- _RECORDS FOR THIS EXERCISE_
□ □ □ □
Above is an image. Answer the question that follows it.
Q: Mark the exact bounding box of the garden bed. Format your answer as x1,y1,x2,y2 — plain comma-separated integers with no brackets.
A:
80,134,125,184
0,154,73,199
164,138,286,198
□ □ □ □
- _WHAT IS BEING ASKED_
Give the records as a JSON list of strings with one string per line, omitting any blank lines.

- _EXERCISE RESPONSE_
[
  "Above is an image. Answer the question that follows it.",
  "Q: Mark the exact bounding box of the garden bed. Format your answer as x1,y1,x2,y2 — plain comma-separated integers with no brackets.",
  "A:",
  "80,134,125,184",
  "0,154,73,199",
  "164,138,286,198"
]